** Opening Given information block **

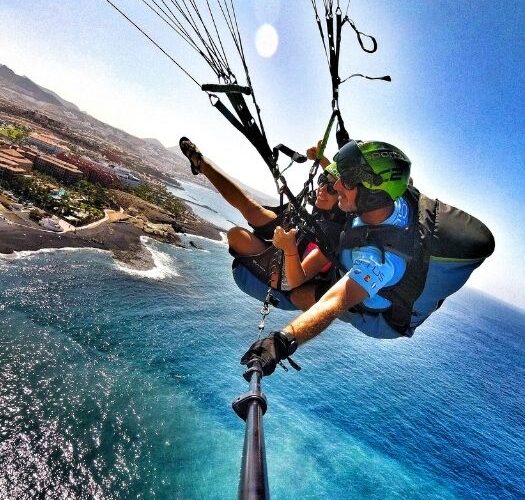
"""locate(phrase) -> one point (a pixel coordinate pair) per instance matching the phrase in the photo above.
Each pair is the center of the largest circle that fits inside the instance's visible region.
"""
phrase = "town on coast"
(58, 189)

** Closing Given information block **
** Opening Given information block **

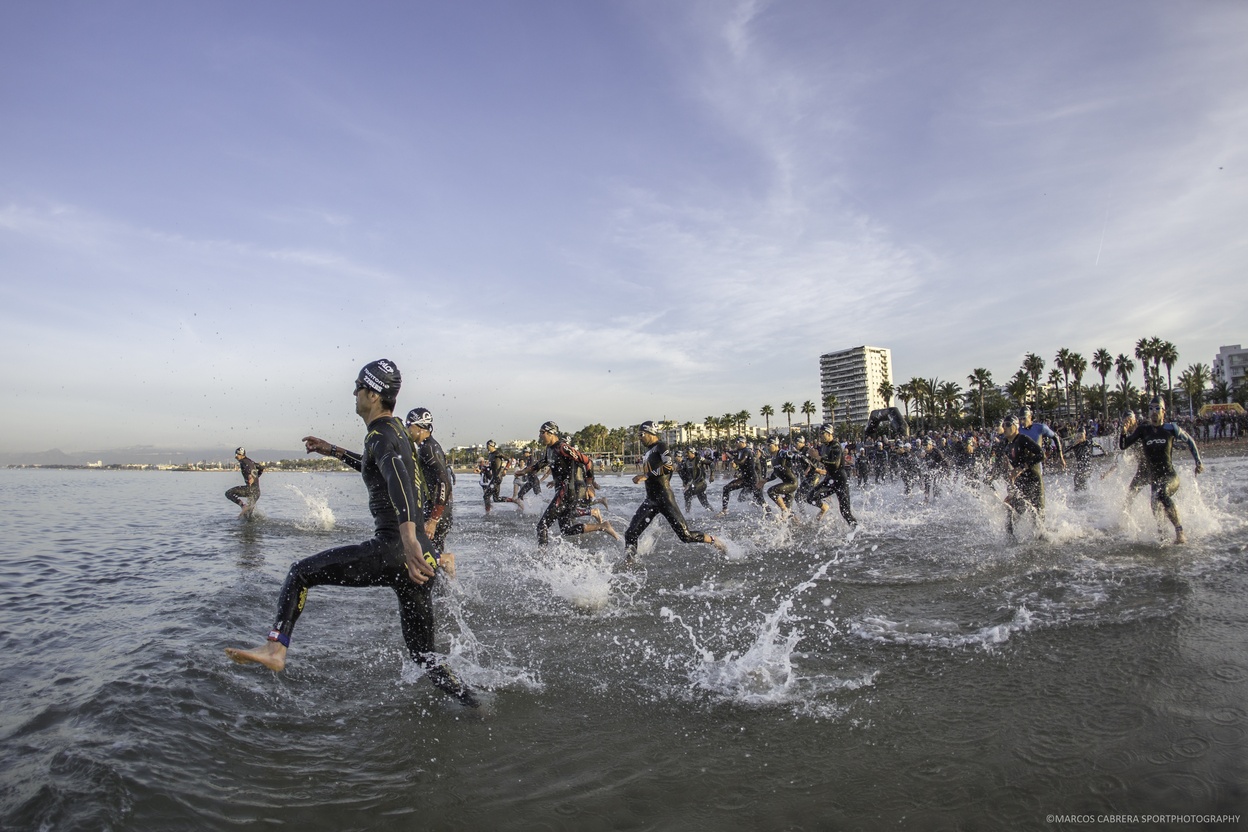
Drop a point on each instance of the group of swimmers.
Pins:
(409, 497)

** Closing Given information block **

=== Your objective ===
All lines carrying the word "instance" must be copied from the data above.

=== The completed task ===
"""locate(phrase) -> one point (a pixel coordinate pair) per instance matching the phrase in the photo above.
Each pair is the center of the largest circle that fits inside the instance's visible region.
Drop a point on each instance of the group of swimmers.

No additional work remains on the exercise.